**AIM OF THE EXERCISE**
Output the stretch from the line containing "Target: rocky outcrop" through the line containing "382 107 L 361" as a Markdown table with two columns, Row and Line, giving each line its row number and omitting blank lines.

**SUPPLIED DATA**
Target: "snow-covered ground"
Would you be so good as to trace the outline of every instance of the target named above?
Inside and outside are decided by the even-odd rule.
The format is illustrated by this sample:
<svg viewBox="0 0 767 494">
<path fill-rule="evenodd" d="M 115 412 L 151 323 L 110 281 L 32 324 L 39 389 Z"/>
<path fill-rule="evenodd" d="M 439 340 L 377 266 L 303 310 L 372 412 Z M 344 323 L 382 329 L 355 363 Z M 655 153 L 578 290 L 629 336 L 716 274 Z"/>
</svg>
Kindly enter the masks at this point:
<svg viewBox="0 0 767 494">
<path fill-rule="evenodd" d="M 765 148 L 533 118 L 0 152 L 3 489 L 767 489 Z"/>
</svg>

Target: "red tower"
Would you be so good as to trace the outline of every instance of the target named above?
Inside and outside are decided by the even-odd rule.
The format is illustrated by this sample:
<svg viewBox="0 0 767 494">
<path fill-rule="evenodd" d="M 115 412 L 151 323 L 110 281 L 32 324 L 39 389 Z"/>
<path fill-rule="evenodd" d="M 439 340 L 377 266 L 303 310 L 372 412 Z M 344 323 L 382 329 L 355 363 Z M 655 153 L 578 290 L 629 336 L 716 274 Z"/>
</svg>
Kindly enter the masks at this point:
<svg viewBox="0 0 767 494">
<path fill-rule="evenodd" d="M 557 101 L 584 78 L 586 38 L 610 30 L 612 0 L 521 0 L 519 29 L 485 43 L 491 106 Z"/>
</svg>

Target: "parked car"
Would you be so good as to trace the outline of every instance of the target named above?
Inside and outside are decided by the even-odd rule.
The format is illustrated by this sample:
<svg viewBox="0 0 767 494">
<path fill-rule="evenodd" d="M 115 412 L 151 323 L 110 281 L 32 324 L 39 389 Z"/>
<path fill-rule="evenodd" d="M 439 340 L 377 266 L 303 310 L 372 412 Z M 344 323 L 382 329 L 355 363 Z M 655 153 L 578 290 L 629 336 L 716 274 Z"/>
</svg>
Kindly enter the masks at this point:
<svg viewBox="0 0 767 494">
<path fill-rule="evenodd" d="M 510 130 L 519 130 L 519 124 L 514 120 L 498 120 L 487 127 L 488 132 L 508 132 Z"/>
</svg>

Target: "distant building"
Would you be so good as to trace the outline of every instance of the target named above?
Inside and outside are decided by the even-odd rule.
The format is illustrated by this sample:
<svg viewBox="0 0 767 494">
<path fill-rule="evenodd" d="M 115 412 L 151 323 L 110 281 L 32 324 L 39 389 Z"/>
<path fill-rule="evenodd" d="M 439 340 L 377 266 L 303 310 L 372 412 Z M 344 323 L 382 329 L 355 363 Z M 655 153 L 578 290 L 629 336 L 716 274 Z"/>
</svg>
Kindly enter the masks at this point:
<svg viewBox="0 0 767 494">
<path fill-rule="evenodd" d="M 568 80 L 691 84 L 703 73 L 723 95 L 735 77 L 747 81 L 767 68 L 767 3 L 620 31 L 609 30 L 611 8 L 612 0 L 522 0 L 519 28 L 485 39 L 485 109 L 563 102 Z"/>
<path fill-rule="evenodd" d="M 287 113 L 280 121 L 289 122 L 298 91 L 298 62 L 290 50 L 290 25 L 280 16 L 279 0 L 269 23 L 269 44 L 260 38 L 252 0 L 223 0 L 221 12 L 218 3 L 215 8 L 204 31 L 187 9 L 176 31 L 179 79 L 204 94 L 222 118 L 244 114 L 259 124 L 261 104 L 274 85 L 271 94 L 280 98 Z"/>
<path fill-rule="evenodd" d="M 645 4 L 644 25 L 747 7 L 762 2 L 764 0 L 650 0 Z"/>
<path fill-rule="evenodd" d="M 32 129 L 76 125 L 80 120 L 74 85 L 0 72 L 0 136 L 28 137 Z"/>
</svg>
--
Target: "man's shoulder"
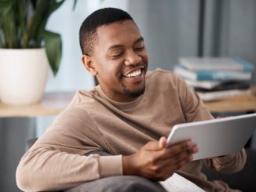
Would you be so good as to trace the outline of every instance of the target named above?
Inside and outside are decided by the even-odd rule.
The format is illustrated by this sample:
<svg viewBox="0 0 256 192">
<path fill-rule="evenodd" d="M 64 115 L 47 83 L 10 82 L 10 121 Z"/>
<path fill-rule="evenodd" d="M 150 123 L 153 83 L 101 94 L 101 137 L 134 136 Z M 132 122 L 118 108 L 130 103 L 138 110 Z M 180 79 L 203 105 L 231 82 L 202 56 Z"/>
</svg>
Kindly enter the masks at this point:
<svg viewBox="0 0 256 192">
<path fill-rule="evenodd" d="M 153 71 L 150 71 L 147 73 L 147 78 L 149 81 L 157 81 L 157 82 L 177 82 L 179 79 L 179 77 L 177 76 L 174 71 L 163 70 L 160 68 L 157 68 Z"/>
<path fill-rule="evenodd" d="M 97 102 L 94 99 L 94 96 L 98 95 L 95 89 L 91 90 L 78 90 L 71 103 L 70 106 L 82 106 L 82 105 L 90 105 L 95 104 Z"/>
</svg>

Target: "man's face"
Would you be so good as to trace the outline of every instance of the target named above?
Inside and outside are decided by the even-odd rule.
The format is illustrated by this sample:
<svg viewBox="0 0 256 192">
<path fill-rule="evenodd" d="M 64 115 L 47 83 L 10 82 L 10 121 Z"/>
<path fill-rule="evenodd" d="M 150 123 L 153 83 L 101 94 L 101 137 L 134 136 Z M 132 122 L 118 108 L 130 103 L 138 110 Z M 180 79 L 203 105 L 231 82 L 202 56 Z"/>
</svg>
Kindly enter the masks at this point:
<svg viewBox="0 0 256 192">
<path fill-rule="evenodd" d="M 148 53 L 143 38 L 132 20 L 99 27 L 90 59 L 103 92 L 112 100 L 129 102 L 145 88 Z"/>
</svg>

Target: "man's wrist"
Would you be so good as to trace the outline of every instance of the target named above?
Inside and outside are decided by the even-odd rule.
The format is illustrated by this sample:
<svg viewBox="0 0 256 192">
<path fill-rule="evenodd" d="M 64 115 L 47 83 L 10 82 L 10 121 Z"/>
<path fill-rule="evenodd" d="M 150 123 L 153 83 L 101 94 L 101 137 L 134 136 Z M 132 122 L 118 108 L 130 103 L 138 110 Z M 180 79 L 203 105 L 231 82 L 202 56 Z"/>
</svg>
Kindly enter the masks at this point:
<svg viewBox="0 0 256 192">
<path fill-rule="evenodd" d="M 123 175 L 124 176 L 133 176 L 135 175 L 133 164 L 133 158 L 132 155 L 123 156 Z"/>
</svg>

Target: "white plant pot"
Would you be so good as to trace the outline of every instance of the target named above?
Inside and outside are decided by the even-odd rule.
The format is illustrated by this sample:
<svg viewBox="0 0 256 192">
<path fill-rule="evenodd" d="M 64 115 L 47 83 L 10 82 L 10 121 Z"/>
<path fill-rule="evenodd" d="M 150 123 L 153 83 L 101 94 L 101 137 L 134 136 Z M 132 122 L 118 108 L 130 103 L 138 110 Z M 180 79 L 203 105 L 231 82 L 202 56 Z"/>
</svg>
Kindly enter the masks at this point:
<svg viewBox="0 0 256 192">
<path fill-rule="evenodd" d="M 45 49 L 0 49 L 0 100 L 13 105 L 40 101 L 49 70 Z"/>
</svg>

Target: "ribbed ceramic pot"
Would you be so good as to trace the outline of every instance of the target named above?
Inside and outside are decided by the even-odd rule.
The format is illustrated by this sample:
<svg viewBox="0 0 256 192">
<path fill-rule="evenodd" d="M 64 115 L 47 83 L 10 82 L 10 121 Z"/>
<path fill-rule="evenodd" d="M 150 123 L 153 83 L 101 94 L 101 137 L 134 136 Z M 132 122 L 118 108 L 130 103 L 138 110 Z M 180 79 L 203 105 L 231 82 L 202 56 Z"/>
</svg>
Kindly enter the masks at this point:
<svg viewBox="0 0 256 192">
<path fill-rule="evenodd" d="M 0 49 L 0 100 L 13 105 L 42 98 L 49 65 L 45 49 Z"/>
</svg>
--
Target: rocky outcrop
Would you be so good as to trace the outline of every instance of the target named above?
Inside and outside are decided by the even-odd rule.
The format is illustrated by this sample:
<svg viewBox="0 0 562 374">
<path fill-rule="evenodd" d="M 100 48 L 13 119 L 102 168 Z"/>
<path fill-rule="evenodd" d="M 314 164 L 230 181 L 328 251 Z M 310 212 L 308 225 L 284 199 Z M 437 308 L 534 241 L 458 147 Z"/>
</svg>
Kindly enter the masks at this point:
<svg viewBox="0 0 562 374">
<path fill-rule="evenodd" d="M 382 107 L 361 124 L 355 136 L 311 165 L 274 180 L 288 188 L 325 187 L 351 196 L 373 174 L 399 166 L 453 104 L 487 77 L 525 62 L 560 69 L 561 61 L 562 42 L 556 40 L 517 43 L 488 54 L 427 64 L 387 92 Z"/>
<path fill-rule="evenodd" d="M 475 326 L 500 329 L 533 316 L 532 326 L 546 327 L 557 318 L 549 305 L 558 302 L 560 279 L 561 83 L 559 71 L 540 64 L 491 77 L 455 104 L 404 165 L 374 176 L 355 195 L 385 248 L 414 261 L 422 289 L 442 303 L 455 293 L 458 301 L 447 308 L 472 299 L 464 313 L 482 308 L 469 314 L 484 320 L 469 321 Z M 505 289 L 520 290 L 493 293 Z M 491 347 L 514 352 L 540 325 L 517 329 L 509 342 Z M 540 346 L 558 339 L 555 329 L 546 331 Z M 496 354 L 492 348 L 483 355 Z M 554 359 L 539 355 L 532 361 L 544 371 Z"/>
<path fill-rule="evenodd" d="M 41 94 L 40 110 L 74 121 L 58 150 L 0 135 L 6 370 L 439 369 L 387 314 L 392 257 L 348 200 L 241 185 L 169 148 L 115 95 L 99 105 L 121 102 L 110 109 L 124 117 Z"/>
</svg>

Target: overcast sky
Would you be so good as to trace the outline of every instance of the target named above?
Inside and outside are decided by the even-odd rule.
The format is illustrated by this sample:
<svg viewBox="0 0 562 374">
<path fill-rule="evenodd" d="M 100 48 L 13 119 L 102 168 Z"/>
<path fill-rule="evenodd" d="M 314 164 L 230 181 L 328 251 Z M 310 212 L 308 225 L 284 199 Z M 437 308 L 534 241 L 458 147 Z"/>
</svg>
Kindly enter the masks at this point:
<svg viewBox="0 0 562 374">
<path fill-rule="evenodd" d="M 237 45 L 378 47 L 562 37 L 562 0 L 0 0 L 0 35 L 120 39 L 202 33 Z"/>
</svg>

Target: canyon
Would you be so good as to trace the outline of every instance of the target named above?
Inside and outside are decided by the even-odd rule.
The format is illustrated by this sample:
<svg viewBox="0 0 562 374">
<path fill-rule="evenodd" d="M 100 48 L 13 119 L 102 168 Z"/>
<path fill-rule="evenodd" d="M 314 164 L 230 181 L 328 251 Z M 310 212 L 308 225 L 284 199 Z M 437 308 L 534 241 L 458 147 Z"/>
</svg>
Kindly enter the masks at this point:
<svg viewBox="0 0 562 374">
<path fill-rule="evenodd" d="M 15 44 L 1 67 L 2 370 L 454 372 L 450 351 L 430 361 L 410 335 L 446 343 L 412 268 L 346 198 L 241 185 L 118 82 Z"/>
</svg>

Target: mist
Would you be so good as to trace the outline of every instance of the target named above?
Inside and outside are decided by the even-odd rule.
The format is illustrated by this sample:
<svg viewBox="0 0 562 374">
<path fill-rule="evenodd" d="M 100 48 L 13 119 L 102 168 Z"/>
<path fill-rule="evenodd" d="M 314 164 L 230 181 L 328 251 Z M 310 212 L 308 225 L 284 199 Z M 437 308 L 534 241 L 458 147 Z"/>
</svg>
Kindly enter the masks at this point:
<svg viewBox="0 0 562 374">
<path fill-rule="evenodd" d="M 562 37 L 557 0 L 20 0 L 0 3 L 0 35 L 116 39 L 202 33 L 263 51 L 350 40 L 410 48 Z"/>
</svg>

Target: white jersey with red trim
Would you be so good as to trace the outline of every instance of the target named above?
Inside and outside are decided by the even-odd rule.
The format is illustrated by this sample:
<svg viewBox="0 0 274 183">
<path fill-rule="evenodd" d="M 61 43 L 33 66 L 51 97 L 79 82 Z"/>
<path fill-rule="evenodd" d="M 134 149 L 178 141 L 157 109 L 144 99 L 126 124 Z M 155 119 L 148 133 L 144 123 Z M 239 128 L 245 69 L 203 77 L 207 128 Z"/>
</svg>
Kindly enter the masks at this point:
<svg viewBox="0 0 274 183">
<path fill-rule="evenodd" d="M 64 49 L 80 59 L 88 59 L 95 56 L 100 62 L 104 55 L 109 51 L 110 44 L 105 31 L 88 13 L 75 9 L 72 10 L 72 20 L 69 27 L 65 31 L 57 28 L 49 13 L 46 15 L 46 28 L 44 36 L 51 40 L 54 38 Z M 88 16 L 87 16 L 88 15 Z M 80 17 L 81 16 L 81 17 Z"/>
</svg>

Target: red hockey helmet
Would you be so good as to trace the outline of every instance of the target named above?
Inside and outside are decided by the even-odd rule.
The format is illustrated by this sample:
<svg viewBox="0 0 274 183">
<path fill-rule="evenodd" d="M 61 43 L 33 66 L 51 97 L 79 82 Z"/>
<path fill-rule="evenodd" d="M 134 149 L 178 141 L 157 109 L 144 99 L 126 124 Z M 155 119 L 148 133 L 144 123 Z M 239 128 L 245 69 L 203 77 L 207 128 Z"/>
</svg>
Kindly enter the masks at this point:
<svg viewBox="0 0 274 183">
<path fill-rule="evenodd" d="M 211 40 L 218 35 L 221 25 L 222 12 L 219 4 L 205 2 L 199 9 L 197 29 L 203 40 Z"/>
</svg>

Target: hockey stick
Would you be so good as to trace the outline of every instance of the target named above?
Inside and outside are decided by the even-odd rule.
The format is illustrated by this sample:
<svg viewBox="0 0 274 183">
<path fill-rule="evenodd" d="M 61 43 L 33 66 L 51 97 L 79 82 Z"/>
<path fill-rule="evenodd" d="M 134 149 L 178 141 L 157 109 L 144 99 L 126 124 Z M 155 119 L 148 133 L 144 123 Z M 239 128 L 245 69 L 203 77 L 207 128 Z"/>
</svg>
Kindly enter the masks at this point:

**RESULT BELOW**
| Row | Line |
|---|---|
| 1 | Target: rocky outcrop |
| 2 | Would you be so good as to trace the outline of every instance of the target named above? |
| 3 | Inside and outside are decided by the even-odd rule. |
| 4 | The format is illustrated by this sample: |
| 5 | <svg viewBox="0 0 562 374"> |
| 6 | <path fill-rule="evenodd" d="M 100 48 L 13 119 L 102 168 Z"/> |
| 7 | <path fill-rule="evenodd" d="M 314 164 L 230 181 L 328 251 Z M 310 212 L 308 225 L 284 199 Z M 437 308 L 534 241 L 458 147 Z"/> |
| 8 | </svg> |
| 9 | Kindly enter the masks at this point: |
| 10 | <svg viewBox="0 0 562 374"> |
| 11 | <path fill-rule="evenodd" d="M 382 107 L 361 124 L 355 136 L 311 165 L 274 180 L 288 188 L 325 187 L 351 196 L 373 174 L 399 166 L 453 104 L 487 77 L 525 62 L 560 69 L 561 61 L 562 42 L 556 40 L 517 43 L 488 54 L 427 64 L 387 92 Z"/> |